Dataset items
'''

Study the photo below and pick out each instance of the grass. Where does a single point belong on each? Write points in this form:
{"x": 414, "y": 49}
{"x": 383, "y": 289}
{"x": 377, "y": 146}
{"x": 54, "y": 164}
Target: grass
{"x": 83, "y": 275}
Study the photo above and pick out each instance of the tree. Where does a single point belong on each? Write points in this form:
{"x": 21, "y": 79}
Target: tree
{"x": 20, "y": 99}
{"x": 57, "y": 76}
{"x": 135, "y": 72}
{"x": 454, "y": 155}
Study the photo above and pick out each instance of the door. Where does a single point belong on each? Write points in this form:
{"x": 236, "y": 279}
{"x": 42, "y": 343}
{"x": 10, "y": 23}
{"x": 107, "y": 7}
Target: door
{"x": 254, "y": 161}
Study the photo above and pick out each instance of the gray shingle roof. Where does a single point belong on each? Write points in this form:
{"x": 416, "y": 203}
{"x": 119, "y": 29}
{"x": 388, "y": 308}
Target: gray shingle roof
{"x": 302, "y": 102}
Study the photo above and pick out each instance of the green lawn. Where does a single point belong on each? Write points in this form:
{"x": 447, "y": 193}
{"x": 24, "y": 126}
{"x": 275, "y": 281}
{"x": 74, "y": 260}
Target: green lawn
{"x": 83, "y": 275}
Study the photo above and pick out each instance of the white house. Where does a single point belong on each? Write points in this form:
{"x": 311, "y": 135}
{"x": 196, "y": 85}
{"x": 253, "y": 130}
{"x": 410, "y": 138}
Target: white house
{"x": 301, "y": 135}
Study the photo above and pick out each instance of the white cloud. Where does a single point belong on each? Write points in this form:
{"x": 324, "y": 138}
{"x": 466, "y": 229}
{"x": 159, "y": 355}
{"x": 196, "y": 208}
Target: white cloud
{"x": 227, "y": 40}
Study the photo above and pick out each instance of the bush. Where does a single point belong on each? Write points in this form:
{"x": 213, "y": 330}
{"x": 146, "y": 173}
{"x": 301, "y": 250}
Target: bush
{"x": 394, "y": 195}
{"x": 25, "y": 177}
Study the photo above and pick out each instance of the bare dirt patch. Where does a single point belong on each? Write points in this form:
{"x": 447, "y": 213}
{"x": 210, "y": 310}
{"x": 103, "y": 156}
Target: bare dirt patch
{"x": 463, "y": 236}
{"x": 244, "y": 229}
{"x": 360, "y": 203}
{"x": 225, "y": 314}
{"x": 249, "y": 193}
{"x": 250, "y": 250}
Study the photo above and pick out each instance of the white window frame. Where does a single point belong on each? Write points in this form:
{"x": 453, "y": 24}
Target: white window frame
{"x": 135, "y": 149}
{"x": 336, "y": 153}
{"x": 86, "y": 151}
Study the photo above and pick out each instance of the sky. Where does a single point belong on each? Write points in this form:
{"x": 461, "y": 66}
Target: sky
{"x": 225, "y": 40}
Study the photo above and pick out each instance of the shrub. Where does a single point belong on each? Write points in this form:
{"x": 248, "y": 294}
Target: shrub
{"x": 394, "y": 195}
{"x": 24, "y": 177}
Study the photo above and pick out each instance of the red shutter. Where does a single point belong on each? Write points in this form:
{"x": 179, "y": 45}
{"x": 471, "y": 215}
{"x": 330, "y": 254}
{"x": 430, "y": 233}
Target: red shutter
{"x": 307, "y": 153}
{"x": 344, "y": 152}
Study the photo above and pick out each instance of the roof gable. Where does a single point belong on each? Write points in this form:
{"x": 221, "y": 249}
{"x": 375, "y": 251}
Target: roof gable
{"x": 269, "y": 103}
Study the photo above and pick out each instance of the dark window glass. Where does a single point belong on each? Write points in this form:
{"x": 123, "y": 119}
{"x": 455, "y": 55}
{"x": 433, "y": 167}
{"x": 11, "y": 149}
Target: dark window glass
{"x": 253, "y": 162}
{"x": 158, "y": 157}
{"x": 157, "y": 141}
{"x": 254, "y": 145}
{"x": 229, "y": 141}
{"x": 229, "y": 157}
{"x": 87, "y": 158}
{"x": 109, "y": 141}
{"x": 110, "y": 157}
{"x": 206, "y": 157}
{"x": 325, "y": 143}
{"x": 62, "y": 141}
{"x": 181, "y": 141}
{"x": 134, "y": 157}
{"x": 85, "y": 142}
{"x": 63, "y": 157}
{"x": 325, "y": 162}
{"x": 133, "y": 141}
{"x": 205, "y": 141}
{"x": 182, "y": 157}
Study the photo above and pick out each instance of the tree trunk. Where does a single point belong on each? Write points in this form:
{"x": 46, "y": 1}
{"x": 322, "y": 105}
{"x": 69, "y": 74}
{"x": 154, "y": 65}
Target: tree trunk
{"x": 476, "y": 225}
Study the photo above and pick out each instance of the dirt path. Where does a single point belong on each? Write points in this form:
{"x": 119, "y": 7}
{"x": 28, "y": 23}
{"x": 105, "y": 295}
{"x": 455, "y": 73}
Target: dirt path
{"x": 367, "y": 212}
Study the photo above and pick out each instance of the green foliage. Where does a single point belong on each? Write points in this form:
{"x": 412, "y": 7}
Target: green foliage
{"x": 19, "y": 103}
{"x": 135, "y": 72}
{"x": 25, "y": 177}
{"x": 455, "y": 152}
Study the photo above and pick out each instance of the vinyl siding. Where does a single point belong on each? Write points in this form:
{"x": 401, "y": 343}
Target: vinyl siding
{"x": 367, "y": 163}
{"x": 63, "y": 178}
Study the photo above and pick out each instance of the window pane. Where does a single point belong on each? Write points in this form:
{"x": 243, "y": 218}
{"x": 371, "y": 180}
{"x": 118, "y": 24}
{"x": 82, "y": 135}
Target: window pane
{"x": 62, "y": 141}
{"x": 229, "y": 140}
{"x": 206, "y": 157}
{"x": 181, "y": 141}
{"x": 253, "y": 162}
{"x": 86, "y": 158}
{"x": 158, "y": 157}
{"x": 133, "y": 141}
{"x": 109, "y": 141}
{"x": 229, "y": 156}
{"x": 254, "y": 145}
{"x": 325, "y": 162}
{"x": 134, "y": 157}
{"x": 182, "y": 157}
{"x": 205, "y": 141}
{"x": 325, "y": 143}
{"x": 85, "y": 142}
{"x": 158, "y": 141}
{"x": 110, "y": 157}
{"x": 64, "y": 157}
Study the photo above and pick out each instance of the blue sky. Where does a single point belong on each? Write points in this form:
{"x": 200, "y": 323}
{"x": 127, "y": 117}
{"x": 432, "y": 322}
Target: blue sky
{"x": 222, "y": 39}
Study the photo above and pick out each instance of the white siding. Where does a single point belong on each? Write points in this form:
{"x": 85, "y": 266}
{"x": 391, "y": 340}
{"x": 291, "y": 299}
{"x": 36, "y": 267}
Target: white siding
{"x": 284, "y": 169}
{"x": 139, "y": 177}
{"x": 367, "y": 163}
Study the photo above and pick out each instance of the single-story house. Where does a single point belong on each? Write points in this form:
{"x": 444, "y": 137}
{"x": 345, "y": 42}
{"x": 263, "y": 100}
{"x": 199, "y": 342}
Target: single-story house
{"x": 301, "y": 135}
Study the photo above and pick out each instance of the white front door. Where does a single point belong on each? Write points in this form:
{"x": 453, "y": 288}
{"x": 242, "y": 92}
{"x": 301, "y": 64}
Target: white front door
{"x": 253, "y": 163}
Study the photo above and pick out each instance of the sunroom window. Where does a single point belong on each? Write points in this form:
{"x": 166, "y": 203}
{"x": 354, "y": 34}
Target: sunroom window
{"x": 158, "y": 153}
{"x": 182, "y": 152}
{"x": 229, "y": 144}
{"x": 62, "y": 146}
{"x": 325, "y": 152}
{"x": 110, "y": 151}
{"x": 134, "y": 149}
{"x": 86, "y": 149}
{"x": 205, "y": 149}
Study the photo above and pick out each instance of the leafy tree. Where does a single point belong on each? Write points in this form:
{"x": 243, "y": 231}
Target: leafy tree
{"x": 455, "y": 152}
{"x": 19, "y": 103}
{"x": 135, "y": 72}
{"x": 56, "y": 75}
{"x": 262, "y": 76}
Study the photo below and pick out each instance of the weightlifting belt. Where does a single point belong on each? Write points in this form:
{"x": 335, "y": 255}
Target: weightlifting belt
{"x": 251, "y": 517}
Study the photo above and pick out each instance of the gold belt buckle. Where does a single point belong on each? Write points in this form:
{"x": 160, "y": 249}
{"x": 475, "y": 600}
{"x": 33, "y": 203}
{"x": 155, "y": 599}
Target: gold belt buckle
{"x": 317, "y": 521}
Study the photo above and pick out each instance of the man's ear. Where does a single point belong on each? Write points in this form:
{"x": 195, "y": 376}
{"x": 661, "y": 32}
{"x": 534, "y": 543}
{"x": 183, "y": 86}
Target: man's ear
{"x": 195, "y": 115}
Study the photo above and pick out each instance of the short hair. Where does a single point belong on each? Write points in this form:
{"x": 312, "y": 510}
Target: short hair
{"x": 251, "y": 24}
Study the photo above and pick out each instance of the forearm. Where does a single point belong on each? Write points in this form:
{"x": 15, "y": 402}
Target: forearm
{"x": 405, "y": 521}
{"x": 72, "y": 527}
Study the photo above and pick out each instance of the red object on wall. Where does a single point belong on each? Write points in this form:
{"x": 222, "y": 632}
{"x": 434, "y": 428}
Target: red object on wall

'''

• _Problem to solve_
What lines above mention "below"? Copy each one.

• _Expected output_
Study the photo below and pick out each instance of the grass. Where does a single point belong on each? Write points in this form:
Study the photo below and pick out each instance of the weightlifting belt. Where does a single point belong on each? Write points in this form:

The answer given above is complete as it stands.